Exercise aim:
Format every line of the listing below as a numbered list, skipping blank lines and leaving the pictures out.

Provided entries:
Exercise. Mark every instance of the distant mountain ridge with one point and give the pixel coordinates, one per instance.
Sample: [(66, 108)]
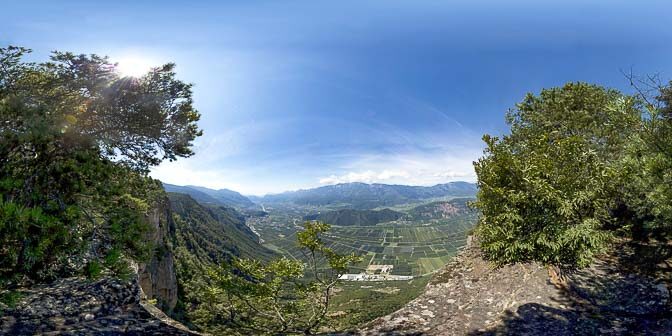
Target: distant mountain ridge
[(205, 195), (346, 217), (368, 196)]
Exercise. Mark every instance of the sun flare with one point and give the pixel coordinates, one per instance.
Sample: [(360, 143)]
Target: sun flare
[(134, 66)]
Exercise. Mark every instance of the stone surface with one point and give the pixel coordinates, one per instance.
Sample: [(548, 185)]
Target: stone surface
[(469, 297), (76, 306), (157, 277)]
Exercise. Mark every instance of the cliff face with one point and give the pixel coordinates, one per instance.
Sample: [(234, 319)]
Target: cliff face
[(157, 278), (77, 306)]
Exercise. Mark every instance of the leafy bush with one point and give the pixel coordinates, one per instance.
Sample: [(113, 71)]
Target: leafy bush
[(76, 142), (285, 296), (548, 189)]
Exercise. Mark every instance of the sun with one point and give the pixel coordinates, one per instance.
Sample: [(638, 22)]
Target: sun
[(134, 66)]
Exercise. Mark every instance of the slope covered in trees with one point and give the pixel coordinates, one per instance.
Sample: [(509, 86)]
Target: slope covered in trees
[(204, 195), (369, 196), (353, 217), (76, 143), (581, 165)]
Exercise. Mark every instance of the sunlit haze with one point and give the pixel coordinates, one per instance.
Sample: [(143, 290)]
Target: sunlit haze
[(301, 94)]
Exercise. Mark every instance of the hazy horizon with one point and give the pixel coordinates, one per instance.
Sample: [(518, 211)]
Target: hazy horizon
[(297, 94), (324, 185)]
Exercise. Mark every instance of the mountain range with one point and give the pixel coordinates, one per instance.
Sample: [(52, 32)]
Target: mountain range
[(345, 195), (208, 196), (369, 196)]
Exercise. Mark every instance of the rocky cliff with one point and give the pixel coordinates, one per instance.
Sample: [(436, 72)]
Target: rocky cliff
[(77, 306), (157, 277), (613, 296)]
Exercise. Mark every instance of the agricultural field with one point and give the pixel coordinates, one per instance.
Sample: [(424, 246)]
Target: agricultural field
[(357, 302), (415, 248)]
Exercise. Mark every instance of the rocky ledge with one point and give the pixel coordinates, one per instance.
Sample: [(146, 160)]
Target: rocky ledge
[(469, 297), (76, 306)]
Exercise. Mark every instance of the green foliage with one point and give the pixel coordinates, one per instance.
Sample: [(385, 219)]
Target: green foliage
[(547, 190), (354, 217), (76, 141), (648, 167), (284, 296)]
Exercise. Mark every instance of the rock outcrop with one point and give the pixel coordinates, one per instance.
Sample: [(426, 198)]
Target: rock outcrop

Answer below:
1. Exercise. Mark every instance of the distant mountain ridge with one point and give the pixel coordinates, one per instance.
2. Sample: [(66, 108)]
3. Target: distant mountain ridge
4. [(205, 195), (346, 217), (368, 196)]
5. Exercise. Mark every instance of the sun flare with one point and give the pixel coordinates, one per instance.
6. Sample: [(360, 143)]
7. Target: sun flare
8. [(134, 66)]
9. Exercise. Mark every instance of the stone surface with one point and give the pixel coordinates, one per instance.
10. Sample: [(548, 185)]
11. Target: stone surface
12. [(469, 297), (76, 306), (157, 277)]
13. Exercise. Mark every instance of the cliff face with one point and give the pixel coordinates, one per instance.
14. Sample: [(234, 319)]
15. Target: cliff face
16. [(157, 278), (77, 306)]
17. Exercise. Mark every instance of the leafy bush with one point and give the pixel coordinates, one per instance.
18. Sample: [(113, 71)]
19. Target: leafy bush
20. [(76, 142), (285, 296), (548, 189)]
21. Exercise. Mark every instance of the sun with one point and give the pixel coordinates, one per instance.
22. Sample: [(638, 22)]
23. Target: sun
24. [(134, 66)]
25. Exercise. Mark every instance of the slope covered in trees with one point and give the pixel coordinates, one per instance.
26. Sample: [(509, 86)]
27. Target: slope covered in trees
28. [(204, 195), (369, 196), (353, 217), (76, 143), (581, 165)]
29. Exercise. Mark every instance of the sunlit haze with one point and give the pixel coordinates, one per instance.
30. Sample: [(143, 290)]
31. Target: sunlit haze
32. [(301, 94)]
33. Exercise. Mark every instance of the hazy horizon with one point and give the pixel coordinates, one per instance.
34. Sample: [(518, 211)]
35. Target: hazy horizon
36. [(297, 94), (324, 185)]
37. Exercise. Mark every instance of the mountain range with one point and give the pixel coordinates, one per instance.
38. Sample: [(52, 32)]
39. Target: mountain range
40. [(345, 195), (208, 196), (369, 196)]
41. Exercise. Mark every instance of the rocky cliff with one point and give the pixel coordinates, one per instance.
42. Sample: [(436, 72)]
43. Target: rocky cliff
44. [(77, 306), (157, 277), (613, 296)]
45. Exercise. Mark every instance of the agricultural field with one point and give the pixel coordinates, one per instance.
46. Sample: [(424, 246)]
47. Target: agricultural field
48. [(357, 302), (415, 248)]
49. Exercise. Mark every instance of the rocky ledge with one point and give the pixel coordinates, one per instance.
50. Sample: [(146, 160)]
51. Target: rocky ledge
52. [(469, 297), (76, 306)]
53. Exercise. Mark every instance of the green foliage with one point and give the pixel coordinates, one per instance.
54. Sample: [(385, 219)]
55. Target: green foliage
56. [(547, 190), (354, 217), (76, 141), (648, 167), (284, 296)]
57. Exercise. Mark every instance of the rock outcrop with one point and give the pixel coordinates, one per instance.
58. Sample: [(426, 198)]
59. Target: rock outcrop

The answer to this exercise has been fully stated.